Supplied data Start Marker
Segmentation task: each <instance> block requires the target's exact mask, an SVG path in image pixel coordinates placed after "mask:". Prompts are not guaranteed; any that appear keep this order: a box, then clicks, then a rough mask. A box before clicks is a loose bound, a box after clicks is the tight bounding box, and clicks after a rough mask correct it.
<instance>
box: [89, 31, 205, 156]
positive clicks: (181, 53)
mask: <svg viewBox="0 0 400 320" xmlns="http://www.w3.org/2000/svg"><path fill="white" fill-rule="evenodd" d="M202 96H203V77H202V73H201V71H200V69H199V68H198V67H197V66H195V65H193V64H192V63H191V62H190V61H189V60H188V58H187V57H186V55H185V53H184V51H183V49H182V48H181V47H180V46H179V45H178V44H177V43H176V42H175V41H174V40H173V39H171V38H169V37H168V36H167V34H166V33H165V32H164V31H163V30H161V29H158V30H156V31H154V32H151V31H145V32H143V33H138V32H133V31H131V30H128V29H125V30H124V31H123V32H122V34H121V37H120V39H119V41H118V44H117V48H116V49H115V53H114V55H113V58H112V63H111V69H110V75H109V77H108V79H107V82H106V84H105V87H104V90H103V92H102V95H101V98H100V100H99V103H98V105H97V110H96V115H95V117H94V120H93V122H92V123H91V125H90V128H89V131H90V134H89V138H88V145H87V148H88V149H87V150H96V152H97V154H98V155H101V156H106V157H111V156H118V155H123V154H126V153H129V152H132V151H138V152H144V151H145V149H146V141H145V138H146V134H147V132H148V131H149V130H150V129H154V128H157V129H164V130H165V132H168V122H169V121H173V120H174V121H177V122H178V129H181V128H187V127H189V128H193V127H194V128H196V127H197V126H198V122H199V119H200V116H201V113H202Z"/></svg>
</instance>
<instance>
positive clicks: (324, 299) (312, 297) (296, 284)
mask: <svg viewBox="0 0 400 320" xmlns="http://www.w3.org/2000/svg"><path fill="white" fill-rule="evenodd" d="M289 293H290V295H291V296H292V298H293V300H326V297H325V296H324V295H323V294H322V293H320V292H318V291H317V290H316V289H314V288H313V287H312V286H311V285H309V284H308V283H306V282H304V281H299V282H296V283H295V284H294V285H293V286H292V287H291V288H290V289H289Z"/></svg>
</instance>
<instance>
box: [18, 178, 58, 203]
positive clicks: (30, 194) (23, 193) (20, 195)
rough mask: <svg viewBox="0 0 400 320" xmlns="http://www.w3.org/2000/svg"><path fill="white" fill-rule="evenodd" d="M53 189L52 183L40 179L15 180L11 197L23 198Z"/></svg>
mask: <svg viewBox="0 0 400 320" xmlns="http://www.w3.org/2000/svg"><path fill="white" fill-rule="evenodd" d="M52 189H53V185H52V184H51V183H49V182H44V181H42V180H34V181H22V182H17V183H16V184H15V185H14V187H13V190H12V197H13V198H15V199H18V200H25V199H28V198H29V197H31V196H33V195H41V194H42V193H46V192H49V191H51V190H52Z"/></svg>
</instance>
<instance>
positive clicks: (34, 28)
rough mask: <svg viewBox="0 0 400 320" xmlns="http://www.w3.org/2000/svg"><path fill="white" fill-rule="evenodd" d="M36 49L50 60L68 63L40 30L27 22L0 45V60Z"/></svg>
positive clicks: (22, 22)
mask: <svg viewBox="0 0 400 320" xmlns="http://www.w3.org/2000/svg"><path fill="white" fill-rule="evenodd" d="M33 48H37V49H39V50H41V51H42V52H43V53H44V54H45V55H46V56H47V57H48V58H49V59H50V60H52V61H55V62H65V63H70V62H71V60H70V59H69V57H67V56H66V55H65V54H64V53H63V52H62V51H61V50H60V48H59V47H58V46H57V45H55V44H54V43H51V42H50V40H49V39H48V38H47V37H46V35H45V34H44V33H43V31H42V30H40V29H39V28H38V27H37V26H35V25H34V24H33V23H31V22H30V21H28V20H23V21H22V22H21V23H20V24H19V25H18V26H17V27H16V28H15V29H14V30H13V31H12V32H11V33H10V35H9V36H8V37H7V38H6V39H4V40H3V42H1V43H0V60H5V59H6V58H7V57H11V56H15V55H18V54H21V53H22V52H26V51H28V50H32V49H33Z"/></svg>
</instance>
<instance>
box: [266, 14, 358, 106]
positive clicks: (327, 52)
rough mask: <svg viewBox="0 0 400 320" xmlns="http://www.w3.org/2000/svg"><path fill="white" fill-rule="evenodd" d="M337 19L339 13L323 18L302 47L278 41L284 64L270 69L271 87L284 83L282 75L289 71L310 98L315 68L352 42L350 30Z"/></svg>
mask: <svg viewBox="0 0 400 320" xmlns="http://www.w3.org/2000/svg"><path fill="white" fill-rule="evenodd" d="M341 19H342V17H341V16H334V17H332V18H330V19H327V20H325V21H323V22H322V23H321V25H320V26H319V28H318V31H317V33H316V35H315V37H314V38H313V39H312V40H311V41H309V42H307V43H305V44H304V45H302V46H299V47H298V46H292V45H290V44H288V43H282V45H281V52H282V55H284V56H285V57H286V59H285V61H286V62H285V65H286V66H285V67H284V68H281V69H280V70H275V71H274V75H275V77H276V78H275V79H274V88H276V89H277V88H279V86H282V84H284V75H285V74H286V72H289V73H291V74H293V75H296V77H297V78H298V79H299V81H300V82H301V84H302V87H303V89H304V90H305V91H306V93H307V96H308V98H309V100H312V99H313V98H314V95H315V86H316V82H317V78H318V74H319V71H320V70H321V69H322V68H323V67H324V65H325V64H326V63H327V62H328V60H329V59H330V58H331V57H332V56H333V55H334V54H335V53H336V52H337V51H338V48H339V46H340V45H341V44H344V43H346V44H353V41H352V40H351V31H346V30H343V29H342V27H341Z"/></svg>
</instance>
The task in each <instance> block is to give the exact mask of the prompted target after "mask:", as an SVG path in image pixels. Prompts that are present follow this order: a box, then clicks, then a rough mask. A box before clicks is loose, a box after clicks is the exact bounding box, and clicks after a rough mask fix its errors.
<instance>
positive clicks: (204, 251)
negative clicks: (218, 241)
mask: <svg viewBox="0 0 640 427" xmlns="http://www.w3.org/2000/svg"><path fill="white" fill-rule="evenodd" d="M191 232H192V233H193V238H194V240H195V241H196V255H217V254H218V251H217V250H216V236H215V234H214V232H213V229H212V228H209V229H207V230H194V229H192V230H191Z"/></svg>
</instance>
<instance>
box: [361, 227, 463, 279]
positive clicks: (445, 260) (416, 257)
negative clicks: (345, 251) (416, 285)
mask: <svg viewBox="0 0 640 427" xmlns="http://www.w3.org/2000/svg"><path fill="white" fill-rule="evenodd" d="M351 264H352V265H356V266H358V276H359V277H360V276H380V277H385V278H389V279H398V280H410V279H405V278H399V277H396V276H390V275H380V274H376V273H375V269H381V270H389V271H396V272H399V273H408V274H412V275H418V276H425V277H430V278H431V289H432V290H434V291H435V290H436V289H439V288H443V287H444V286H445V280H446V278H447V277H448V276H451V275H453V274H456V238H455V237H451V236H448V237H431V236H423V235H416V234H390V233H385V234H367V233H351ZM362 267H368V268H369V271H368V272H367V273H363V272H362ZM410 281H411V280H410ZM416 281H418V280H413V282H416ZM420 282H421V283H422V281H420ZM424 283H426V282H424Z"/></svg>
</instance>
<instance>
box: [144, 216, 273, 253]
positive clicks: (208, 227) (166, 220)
Supplied data End Marker
_What to produce_
Scan the data above, find each line with "exact", and copy it.

_Response area_
Segmentation task: each <instance> block requires the target's exact mask, an SVG path in image pixel coordinates placed after "mask:". Prompts are not guaranteed; any that appear keep this order: a box, then clicks, then a rough mask. A box before clicks is a loose bound, a box after clicks is the tight bounding box, and clicks after a rough mask correct it.
The task in each <instance> block is to give the exact mask of the prompted target after "mask:", as an SVG path in image pixels. Prompts that are present follow this order: a box, then clicks, then a rough mask. A box before clicks is loose, a box after clicks is the exact bounding box, and clicks after a rough mask fix its errors.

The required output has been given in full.